What is expected: Set down the data below without change, skipping the pictures it holds.
╭──
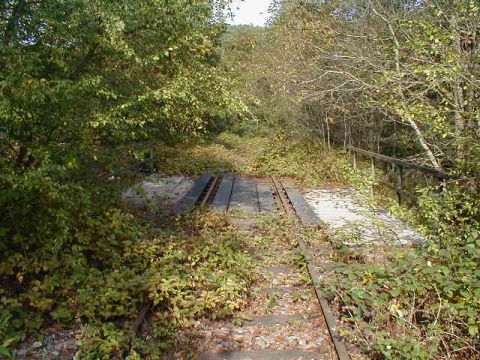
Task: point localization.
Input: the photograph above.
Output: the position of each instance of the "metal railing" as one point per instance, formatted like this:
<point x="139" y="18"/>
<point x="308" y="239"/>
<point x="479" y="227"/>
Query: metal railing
<point x="398" y="167"/>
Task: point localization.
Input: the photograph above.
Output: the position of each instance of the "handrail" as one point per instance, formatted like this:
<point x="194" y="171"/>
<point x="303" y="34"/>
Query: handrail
<point x="402" y="163"/>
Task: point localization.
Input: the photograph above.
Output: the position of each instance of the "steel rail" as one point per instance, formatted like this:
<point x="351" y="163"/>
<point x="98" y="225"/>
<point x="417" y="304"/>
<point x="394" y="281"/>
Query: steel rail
<point x="289" y="209"/>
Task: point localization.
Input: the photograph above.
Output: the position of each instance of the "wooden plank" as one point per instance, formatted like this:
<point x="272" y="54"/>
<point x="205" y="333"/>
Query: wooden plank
<point x="224" y="193"/>
<point x="265" y="198"/>
<point x="303" y="210"/>
<point x="268" y="354"/>
<point x="244" y="195"/>
<point x="188" y="202"/>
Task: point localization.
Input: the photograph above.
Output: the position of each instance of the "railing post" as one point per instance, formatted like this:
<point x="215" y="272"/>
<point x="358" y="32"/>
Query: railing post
<point x="399" y="183"/>
<point x="152" y="160"/>
<point x="373" y="175"/>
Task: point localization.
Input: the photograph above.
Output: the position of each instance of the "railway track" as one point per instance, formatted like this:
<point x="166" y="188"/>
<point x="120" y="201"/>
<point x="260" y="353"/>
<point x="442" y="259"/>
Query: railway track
<point x="275" y="196"/>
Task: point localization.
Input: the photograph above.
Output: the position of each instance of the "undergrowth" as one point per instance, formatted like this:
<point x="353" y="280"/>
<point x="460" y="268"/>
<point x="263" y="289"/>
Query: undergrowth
<point x="305" y="161"/>
<point x="417" y="302"/>
<point x="190" y="268"/>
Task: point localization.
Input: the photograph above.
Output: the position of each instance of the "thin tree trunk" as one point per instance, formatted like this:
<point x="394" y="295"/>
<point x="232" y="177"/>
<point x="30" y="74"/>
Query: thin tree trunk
<point x="408" y="119"/>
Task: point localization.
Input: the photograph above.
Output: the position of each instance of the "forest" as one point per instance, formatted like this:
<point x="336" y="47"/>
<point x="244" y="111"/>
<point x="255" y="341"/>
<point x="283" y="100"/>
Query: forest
╰──
Solution for this problem:
Task: point localization.
Input: the photograph above.
Output: the position of each instance of the "metal railing" as one point per instance, formatted like this:
<point x="139" y="18"/>
<point x="308" y="239"/>
<point x="479" y="227"/>
Query: metal railing
<point x="398" y="167"/>
Task: point localization.
Input: the photograph above.
Output: the position of each instance of the "handrail" as one point per instance, formatted like this:
<point x="194" y="171"/>
<point x="303" y="34"/>
Query: handrail
<point x="402" y="163"/>
Task: point localization.
Input: the photograph above.
Output: the position of each instance of the "steel rail" as one point per instance, formatted like this:
<point x="351" y="163"/>
<point x="98" y="225"/>
<point x="417" y="304"/>
<point x="394" y="281"/>
Query: steel rail
<point x="289" y="209"/>
Task: point localization.
Input: the photograph above.
Output: the position of each instance of the "wooden plank" as one point per instance, formatted like this:
<point x="272" y="54"/>
<point x="205" y="333"/>
Query: wooden plank
<point x="224" y="193"/>
<point x="265" y="198"/>
<point x="303" y="210"/>
<point x="268" y="354"/>
<point x="244" y="195"/>
<point x="188" y="202"/>
Task: point localization.
Input: the photograph above.
Output: the position of each instance of the "railing post" as one point per instance, formatted like this:
<point x="215" y="272"/>
<point x="358" y="32"/>
Query: railing post
<point x="399" y="183"/>
<point x="152" y="160"/>
<point x="373" y="175"/>
Task: point localization.
Input: the photograph above.
Output: the position of each instance of the "railway track" as one point per instance, formatted like this:
<point x="166" y="188"/>
<point x="120" y="201"/>
<point x="260" y="353"/>
<point x="442" y="259"/>
Query: railway track
<point x="275" y="196"/>
Task: point localization.
Input: the photograph above.
Output: the position of each instance of the "undergrowth" as one point per instance, formatted like this:
<point x="353" y="280"/>
<point x="460" y="268"/>
<point x="263" y="289"/>
Query: undergrowth
<point x="305" y="161"/>
<point x="417" y="302"/>
<point x="190" y="268"/>
Task: point localization.
Input: the photograph above.
Output: the position of each instance of the "thin tree trunk" as one point per instance, formatted like this:
<point x="394" y="295"/>
<point x="232" y="177"/>
<point x="30" y="74"/>
Query: thin tree trunk
<point x="408" y="119"/>
Task: point localization.
Input: the photograph above.
Output: the position of each instance of the "forest" as one point per instance, formatted like this:
<point x="336" y="47"/>
<point x="244" y="111"/>
<point x="255" y="341"/>
<point x="283" y="100"/>
Query: forest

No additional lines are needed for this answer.